*Selection*:
........

A blog posting from 2008 about MacLISP says "A Maclisp hunk was a structure like a cons cell that could hold an arbitrary number of pointers, up to total of 512. Each of these slots in a hunk was referred to as a numbered cxr, with a numbering scheme that went like this: ( cxr-1 cxr-2 cxr-3 ... cxr-n cxr-0 ). No matter how many slots were in the hunk, car was equivalent to (cxr 1 hunk) and cdr was equivalent to (cxr 0 hunk)." Note that element 0 is at the end, which is even stranger. The documentation is silent about what "cadr" would do. Does it get element 2, or get element 0 and then apply "car" to it?

The original code [3] contains no relevant comments. I'm trying to figure out from the context what the original author, Greg Nelson, had in mind. He died in 2015.[4]

[1] http://www.mschaef.com/blog/tech/lisp/car-cdr.html [2] http://www.softwarepreservation.org/projects/LISP/franz/Fran... [3] https://github.com/John-Nagle/pasv/blob/master/src/CPC4/z.li... [4] https://en.wikipedia.org/wiki/Greg_Nelson_(computer_scientis...

........

Saved entries:
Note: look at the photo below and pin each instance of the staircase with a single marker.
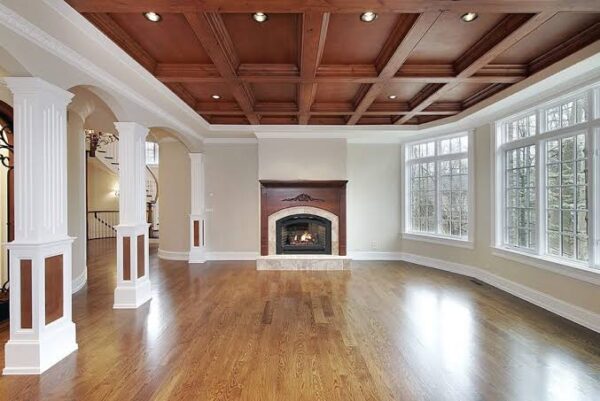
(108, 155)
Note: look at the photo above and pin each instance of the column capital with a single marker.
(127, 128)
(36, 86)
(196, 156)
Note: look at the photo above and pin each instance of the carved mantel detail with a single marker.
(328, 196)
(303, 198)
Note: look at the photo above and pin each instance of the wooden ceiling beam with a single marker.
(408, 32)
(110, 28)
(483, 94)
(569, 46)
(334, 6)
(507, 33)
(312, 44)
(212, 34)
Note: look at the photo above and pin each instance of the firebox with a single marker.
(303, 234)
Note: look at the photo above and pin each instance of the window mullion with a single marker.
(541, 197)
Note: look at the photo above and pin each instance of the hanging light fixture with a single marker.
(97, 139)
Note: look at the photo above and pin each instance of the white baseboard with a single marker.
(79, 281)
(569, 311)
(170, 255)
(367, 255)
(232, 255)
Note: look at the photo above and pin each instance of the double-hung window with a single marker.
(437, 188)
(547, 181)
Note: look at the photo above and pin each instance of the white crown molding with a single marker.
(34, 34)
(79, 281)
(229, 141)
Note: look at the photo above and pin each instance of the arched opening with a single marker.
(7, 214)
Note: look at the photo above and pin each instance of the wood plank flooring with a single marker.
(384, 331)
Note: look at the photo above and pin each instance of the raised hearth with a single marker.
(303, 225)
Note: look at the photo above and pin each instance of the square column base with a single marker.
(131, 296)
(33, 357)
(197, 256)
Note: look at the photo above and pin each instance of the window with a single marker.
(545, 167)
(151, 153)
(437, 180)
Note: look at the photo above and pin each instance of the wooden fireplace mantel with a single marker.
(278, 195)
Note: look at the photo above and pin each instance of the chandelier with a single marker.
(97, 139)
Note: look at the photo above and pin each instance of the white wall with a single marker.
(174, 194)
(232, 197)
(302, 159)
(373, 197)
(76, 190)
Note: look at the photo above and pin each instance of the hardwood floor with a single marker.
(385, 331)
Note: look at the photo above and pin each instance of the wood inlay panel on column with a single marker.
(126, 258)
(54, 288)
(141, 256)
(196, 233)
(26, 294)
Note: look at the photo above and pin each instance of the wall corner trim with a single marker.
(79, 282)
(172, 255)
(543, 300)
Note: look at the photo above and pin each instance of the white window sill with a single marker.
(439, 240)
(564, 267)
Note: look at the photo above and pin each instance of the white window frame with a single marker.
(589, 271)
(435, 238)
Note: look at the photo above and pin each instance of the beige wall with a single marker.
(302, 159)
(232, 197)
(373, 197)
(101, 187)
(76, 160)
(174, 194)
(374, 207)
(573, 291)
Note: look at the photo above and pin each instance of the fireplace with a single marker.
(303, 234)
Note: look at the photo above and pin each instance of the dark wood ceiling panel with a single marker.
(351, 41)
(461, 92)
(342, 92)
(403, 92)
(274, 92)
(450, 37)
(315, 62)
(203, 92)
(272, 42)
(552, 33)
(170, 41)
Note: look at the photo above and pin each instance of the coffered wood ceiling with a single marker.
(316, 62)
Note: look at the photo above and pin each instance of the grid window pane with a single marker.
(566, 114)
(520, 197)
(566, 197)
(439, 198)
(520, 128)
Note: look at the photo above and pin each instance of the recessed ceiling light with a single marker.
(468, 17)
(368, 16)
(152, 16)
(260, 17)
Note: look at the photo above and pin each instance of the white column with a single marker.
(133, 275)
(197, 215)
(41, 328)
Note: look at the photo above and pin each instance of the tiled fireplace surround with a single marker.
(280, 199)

........

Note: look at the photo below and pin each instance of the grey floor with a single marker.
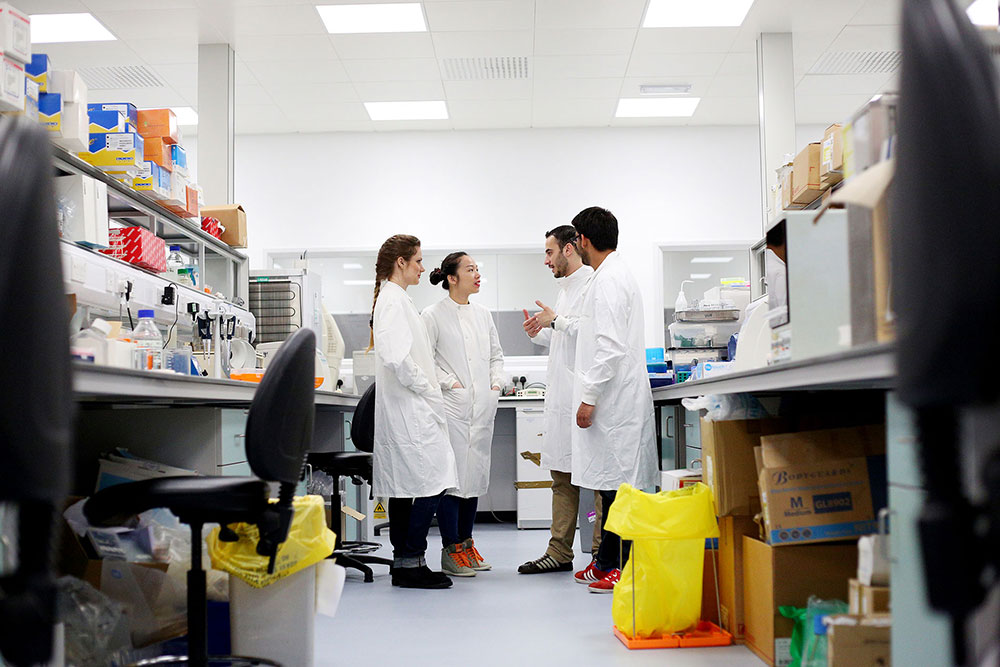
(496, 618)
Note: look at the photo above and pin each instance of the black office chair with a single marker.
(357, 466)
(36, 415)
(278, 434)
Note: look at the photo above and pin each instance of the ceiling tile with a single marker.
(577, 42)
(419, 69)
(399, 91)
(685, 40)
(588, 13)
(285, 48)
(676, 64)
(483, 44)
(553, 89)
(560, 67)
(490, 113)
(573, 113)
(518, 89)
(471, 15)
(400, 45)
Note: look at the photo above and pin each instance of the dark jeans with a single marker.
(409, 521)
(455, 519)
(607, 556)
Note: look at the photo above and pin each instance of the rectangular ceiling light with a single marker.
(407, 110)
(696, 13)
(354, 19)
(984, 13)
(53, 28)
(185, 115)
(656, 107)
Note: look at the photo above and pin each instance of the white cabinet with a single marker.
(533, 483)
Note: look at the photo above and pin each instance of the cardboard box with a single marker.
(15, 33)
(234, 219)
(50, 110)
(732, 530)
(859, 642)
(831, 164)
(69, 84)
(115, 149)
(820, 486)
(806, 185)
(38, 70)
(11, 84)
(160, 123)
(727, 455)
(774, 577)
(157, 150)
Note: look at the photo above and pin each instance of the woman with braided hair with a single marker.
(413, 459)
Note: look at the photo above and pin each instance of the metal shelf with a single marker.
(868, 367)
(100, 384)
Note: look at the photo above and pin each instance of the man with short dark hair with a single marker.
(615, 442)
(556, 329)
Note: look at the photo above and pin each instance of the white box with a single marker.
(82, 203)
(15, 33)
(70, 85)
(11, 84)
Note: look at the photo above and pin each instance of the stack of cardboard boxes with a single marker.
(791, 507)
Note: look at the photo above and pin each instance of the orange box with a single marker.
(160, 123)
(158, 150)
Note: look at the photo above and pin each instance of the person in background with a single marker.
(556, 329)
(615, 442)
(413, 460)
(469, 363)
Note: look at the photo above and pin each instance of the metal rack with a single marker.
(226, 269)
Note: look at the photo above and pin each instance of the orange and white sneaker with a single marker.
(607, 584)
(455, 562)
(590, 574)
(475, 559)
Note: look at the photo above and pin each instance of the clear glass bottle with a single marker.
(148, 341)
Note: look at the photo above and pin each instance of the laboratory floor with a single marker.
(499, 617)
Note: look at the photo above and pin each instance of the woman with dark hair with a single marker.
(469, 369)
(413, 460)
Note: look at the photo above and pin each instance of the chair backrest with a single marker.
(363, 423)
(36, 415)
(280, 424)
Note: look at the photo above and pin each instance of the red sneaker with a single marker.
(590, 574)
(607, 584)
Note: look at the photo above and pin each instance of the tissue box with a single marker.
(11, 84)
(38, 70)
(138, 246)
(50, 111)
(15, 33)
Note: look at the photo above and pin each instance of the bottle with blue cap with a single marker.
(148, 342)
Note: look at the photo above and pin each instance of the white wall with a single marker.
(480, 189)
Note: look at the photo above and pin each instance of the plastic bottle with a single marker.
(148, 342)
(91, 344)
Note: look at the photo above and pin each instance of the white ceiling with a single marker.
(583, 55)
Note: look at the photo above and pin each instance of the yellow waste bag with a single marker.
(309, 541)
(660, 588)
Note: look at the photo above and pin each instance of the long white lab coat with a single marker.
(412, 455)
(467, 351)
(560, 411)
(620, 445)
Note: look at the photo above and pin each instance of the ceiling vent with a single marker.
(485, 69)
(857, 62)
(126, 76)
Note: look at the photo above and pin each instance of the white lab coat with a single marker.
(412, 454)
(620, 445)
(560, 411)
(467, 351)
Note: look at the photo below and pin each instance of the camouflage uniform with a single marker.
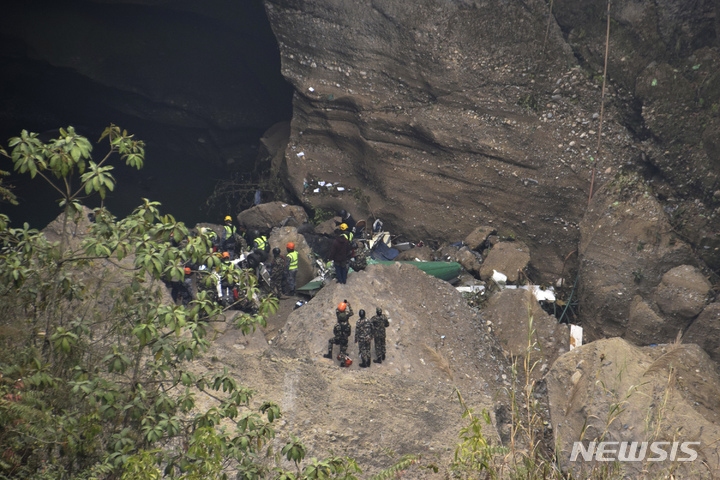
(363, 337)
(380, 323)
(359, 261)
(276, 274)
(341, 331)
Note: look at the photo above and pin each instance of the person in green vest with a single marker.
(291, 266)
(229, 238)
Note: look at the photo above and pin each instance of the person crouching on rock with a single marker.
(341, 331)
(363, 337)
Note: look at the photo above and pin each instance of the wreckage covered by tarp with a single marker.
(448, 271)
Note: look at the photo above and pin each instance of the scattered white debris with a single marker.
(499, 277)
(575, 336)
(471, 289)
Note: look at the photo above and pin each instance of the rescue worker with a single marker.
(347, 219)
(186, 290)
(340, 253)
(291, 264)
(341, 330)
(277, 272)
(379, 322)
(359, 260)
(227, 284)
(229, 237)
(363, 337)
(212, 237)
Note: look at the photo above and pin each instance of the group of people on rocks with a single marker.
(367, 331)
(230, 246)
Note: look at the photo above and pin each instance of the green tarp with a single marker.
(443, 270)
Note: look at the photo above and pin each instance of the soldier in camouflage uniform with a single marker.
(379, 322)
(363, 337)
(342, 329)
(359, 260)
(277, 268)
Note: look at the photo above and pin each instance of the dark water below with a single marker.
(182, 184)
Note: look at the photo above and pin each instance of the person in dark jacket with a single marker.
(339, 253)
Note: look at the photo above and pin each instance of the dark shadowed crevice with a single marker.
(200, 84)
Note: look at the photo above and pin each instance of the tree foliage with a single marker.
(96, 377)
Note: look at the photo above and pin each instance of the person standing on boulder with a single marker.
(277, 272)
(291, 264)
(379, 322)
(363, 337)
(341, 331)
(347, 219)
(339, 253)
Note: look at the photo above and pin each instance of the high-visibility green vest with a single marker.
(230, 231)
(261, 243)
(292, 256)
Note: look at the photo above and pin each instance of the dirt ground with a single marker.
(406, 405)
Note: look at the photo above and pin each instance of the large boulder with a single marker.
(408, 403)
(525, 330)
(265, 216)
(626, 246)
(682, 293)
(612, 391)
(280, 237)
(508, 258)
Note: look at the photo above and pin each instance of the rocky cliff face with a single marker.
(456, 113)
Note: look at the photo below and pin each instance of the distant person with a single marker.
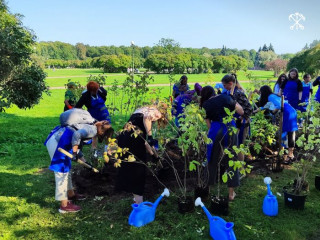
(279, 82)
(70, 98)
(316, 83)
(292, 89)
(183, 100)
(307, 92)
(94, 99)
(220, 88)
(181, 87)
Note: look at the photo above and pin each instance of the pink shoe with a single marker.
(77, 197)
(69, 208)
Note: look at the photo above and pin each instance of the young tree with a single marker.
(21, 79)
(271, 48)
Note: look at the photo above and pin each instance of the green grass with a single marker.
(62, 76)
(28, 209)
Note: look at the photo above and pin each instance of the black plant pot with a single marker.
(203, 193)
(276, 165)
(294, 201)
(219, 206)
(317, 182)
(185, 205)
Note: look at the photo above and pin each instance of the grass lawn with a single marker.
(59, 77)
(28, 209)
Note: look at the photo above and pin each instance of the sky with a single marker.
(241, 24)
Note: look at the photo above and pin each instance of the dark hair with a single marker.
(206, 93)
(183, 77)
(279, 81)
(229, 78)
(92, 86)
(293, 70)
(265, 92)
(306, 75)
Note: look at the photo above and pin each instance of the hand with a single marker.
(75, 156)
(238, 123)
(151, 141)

........

*To be done*:
Reproduce the entire post about MacLISP hunks word for word.

*Expected answer*:
A blog posting from 2008 about MacLISP says "A Maclisp hunk was a structure like a cons cell that could hold an arbitrary number of pointers, up to total of 512. Each of these slots in a hunk was referred to as a numbered cxr, with a numbering scheme that went like this: ( cxr-1 cxr-2 cxr-3 ... cxr-n cxr-0 ). No matter how many slots were in the hunk, car was equivalent to (cxr 1 hunk) and cdr was equivalent to (cxr 0 hunk)." Note that element 0 is at the end, which is even stranger. The documentation is silent about what "cadr" would do. Does it get element 2, or get element 0 and then apply "car" to it?

The original code [3] contains no relevant comments. I'm trying to figure out from the context what the original author, Greg Nelson, had in mind. He died in 2015.[4]

[1] http://www.mschaef.com/blog/tech/lisp/car-cdr.html [2] http://www.softwarepreservation.org/projects/LISP/franz/Fran... [3] https://github.com/John-Nagle/pasv/blob/master/src/CPC4/z.li... [4] https://en.wikipedia.org/wiki/Greg_Nelson_(computer_scientis...